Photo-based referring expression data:
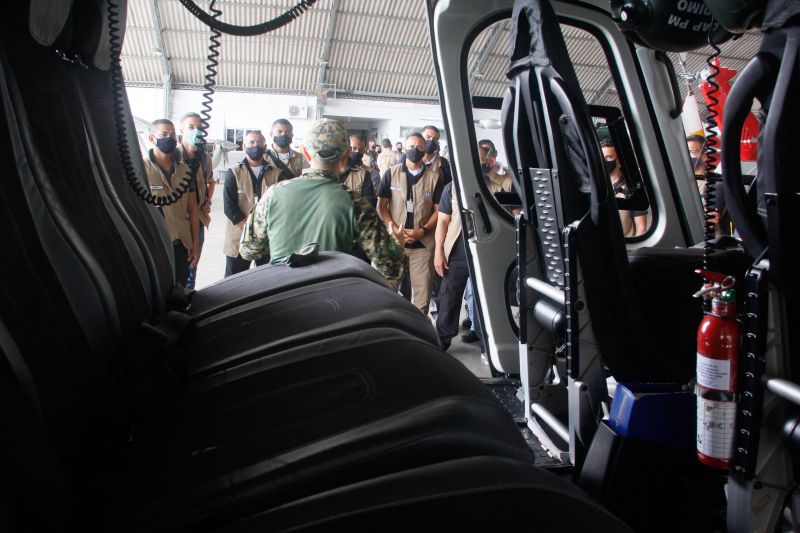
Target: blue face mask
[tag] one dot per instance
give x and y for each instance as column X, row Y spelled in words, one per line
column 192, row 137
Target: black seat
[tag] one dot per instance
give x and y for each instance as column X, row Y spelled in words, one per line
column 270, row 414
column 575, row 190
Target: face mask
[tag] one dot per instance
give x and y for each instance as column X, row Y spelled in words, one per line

# Aim of the exercise
All of the entries, apart from the pictures, must be returned exactly.

# Result
Target: blue face mask
[tag] one dot per instance
give x and y for each instance as column X, row Y spelled in words, one per line
column 192, row 137
Target: black seat
[tag] one dot per instance
give x and y for each instance as column X, row Y spelled in words, one per line
column 270, row 414
column 575, row 190
Target: face mask
[tag] one dot per instance
give x and y for each instance as column X, row Y spelled in words, one per line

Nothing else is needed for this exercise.